> _Location labeling items_:

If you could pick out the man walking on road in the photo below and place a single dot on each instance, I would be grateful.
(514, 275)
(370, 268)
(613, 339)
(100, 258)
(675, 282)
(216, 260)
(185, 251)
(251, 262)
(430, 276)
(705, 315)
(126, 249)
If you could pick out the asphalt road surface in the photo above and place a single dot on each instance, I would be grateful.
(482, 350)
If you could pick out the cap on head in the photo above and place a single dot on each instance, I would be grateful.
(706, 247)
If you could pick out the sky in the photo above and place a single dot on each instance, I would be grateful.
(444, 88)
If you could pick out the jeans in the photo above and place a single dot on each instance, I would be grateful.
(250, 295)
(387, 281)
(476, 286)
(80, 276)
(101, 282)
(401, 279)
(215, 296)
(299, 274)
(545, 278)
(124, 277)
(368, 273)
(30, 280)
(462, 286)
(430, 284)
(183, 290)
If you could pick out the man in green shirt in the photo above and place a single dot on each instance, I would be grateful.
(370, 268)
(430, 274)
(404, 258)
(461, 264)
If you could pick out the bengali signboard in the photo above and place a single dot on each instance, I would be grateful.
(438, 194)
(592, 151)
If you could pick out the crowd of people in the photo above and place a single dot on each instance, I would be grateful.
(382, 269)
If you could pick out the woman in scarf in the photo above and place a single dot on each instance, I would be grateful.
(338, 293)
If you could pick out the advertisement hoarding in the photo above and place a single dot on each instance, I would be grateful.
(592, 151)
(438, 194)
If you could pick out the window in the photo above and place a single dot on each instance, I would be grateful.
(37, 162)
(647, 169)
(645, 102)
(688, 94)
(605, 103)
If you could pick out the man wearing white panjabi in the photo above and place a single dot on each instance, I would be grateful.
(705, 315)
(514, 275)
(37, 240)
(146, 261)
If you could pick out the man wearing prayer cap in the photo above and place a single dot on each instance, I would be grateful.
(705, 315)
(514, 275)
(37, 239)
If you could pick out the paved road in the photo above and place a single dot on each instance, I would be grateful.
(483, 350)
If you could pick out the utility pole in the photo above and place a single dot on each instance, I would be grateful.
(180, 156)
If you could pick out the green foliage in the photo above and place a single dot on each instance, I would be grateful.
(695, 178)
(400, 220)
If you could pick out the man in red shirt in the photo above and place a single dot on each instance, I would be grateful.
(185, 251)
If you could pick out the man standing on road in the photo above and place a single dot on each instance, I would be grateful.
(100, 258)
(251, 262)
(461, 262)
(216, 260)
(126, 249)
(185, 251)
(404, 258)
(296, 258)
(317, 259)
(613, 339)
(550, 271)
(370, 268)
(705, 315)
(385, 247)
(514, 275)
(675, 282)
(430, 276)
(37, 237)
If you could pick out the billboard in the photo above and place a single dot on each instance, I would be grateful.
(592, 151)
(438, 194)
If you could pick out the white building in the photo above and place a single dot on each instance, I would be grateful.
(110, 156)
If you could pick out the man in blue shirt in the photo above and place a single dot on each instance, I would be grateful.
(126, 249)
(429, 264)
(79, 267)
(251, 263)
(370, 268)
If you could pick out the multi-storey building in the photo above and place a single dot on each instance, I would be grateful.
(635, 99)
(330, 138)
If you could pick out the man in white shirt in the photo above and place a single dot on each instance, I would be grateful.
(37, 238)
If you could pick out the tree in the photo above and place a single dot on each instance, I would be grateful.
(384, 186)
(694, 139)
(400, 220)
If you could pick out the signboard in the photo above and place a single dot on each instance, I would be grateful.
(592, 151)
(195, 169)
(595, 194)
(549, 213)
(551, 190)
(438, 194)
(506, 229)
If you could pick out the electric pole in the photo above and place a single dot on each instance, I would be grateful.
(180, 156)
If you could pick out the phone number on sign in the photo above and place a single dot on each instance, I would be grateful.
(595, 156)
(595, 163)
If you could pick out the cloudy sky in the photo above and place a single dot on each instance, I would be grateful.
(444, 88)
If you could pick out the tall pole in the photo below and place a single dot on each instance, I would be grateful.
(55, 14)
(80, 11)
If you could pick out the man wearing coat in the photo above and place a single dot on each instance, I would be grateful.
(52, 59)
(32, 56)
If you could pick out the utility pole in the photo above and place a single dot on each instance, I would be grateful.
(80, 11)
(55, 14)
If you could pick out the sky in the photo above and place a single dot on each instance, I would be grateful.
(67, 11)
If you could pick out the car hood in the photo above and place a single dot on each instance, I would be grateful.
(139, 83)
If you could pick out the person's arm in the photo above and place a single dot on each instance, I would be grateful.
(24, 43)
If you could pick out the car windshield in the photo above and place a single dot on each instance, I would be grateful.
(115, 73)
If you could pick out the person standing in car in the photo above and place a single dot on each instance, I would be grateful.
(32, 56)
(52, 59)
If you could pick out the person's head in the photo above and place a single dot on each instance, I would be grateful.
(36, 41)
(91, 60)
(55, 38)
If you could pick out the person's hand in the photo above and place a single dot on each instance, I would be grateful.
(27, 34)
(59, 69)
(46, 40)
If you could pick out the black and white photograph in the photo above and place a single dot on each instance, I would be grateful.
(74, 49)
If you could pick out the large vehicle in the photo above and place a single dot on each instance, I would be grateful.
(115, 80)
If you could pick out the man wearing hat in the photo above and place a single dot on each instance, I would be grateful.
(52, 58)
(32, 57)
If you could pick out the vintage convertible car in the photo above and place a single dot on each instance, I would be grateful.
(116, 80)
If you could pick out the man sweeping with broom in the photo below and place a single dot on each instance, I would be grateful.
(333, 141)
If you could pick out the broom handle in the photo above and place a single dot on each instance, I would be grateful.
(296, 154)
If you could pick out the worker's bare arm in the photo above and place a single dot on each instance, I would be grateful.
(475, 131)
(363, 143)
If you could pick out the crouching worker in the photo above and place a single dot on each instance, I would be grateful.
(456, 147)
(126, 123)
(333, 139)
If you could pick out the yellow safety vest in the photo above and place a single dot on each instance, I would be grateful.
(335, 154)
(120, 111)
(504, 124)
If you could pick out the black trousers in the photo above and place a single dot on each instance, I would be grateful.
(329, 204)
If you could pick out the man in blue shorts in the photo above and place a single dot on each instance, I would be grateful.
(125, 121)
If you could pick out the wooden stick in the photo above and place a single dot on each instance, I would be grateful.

> _GIVEN REQUEST_: Quote the items above exactly, starting at the line containing "If you could pick out the yellow" and continuing through the last line of the items.

> _CORRECT RESULT_:
If you could pick out the yellow safety vest in the photo above and place a single dot on each instance, I would be grateful.
(335, 154)
(120, 111)
(504, 124)
If you could pick out the black trousers in the photo above and place a single dot on each instance, I would be grateful.
(329, 204)
If you could pick out the man in blue shorts in the photo above and place a single dot on each instance, I would be grateful.
(125, 121)
If you could pick out the wooden stick in the photo above and place a single dot on each instance, I would be grateful.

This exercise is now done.